▸ **What is needed**
Reproduce the items below, starting at the line that contains "Every instance of the person's" and ending at the last of the items, with each occurrence of "leash" replaced by "lead" and everything else left unchanged.

▸ **Extracted records**
(begin)

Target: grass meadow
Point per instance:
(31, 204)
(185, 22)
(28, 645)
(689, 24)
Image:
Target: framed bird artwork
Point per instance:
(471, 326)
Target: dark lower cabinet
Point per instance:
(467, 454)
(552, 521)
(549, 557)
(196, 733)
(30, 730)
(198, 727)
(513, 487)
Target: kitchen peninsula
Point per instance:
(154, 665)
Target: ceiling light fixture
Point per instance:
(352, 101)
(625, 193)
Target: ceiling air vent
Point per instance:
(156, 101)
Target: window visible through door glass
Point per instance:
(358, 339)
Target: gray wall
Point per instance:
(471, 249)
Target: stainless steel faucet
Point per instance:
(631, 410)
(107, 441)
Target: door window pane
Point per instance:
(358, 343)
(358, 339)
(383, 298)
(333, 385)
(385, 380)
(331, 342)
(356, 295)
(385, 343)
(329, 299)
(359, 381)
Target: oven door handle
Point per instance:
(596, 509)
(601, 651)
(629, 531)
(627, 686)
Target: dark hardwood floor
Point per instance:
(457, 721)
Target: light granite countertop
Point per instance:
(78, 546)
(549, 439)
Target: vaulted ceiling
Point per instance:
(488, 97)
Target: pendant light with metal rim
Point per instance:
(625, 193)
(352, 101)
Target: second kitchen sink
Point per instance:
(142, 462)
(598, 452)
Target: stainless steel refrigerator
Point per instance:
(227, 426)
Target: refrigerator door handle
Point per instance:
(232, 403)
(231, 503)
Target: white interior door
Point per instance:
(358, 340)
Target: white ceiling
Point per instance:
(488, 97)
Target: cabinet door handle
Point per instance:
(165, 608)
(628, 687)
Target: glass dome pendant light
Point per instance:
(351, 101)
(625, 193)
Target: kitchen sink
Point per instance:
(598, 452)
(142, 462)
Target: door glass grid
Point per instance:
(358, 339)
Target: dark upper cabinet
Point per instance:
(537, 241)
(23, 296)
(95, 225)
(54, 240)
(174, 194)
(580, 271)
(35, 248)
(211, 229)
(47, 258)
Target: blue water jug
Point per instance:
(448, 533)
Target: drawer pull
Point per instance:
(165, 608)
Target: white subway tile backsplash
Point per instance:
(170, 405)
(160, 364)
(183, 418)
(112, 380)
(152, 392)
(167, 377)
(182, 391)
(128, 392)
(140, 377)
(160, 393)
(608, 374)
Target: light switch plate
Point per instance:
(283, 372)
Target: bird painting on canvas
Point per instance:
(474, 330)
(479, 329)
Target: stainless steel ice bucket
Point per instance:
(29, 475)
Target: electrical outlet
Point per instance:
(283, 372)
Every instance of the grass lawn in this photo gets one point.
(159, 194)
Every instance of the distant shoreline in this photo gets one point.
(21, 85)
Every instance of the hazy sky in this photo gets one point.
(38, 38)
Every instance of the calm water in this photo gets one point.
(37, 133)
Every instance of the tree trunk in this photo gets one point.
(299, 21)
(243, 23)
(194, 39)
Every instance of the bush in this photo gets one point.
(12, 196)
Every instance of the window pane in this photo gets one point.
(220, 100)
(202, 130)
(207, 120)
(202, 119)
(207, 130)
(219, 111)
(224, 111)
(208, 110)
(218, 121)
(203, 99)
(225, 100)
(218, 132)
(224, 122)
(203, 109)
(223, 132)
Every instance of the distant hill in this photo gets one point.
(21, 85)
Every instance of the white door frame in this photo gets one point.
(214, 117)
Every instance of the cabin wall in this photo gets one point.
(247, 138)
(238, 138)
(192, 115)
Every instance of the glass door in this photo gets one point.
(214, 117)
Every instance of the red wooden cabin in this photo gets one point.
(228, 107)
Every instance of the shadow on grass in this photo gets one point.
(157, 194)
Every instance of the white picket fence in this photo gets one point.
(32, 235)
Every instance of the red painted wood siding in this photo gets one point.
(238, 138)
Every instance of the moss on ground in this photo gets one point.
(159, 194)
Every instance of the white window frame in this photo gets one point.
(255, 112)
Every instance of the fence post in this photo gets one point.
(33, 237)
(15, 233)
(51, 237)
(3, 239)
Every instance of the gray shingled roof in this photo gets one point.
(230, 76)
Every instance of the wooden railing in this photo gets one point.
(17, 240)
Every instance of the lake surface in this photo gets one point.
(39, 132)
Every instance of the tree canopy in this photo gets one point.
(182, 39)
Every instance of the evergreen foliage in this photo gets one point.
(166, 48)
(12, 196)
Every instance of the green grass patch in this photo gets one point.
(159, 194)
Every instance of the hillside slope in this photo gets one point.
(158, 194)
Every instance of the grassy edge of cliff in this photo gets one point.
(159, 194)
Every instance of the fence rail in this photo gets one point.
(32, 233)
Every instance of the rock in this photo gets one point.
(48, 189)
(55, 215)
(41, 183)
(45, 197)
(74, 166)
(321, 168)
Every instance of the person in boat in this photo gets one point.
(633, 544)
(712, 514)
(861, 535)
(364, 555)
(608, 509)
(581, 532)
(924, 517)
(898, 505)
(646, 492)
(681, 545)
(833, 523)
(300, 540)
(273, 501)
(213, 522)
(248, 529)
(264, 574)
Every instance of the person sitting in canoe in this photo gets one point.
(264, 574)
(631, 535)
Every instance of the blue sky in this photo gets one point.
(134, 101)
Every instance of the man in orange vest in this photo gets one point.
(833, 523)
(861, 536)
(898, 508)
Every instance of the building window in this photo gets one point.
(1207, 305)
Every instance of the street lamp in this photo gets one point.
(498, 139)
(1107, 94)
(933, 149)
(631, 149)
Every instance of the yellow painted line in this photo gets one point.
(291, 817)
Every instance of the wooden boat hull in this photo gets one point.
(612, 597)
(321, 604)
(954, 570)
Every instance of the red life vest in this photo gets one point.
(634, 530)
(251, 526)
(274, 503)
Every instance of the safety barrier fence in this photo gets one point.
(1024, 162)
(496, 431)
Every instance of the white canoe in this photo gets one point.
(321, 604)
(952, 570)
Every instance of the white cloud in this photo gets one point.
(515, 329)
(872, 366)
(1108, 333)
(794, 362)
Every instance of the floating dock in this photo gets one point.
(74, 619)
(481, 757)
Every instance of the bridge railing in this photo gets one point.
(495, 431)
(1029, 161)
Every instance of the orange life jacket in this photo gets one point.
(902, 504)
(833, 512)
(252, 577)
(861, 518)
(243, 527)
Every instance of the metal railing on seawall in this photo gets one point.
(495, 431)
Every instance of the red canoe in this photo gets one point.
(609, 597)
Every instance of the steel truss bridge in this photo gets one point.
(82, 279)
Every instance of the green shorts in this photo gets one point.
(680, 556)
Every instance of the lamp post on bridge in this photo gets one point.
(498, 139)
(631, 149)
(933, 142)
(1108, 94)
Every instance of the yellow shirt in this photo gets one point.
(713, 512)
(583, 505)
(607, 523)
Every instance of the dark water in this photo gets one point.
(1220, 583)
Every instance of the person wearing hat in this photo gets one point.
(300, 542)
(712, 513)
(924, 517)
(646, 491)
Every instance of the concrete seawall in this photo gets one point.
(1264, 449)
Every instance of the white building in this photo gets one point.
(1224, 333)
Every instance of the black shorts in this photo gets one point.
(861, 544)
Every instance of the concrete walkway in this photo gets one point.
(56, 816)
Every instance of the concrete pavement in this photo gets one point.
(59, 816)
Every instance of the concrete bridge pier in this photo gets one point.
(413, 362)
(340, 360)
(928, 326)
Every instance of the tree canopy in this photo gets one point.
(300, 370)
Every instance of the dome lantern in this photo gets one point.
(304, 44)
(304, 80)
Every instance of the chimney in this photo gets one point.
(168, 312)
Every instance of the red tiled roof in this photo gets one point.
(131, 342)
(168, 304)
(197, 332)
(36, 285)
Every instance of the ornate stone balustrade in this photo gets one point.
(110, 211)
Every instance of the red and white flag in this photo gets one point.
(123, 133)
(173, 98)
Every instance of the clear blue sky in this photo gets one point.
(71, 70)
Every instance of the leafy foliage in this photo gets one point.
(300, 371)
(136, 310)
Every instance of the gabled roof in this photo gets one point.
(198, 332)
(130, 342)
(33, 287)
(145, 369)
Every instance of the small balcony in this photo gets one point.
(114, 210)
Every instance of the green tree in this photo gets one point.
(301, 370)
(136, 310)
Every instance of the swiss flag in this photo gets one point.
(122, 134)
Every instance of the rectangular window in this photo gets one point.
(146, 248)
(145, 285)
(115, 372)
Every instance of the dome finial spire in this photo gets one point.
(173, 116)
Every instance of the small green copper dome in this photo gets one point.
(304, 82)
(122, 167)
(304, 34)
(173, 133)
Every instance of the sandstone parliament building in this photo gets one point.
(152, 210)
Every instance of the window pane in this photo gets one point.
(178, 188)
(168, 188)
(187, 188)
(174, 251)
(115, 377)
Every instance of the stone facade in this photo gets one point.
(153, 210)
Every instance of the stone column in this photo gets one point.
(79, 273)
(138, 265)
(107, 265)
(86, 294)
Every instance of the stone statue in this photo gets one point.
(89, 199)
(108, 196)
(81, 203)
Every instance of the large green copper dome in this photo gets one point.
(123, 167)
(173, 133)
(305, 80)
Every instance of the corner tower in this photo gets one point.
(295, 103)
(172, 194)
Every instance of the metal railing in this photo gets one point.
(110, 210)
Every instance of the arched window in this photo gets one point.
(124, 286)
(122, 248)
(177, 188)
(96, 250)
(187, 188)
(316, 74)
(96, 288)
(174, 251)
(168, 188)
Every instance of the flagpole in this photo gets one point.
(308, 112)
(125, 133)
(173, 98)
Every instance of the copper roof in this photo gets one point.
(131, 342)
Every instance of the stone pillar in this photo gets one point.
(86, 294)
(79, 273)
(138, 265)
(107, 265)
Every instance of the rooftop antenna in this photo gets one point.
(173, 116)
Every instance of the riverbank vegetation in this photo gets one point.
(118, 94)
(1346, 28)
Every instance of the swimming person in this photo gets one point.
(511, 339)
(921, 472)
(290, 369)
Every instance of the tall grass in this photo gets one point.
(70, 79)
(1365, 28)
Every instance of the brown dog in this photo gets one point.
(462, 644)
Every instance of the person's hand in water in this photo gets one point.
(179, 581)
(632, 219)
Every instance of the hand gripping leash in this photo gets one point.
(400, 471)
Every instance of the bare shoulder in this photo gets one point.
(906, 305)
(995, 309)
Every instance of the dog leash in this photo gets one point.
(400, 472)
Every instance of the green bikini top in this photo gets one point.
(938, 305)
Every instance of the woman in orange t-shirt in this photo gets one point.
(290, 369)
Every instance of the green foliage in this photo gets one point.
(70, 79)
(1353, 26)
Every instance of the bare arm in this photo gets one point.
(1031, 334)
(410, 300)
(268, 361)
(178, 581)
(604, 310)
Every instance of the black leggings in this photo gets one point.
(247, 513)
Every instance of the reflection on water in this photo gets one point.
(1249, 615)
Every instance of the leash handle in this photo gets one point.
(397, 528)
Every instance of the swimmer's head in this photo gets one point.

(end)

▸ **In response**
Every instance of the person's hand in water in this photo gets one point.
(179, 581)
(632, 219)
Every instance of the hand gripping lead in this photo gets one point.
(400, 471)
Every instance of the bare shoulder in this photo gets one point.
(906, 305)
(995, 309)
Every instance of the dog lead in this photo gets one point.
(400, 472)
Every instance of the green bikini top in this photo gets one point.
(938, 305)
Every instance of the woman in orange t-shirt in this photo gets one point.
(290, 369)
Every instance of the green foliage in this photo gets one point.
(70, 79)
(1353, 26)
Every instance of the bare arm in this photo gets one point.
(1031, 334)
(410, 300)
(268, 361)
(178, 581)
(604, 310)
Every instance of the black leggings in this photo gets one point.
(247, 513)
Every instance of the reflection on water in this photo gets one point.
(1249, 615)
Every instance of the lead handle in this photo gets one point.
(397, 528)
Every instance of the swimmer's head in this photo gets one point.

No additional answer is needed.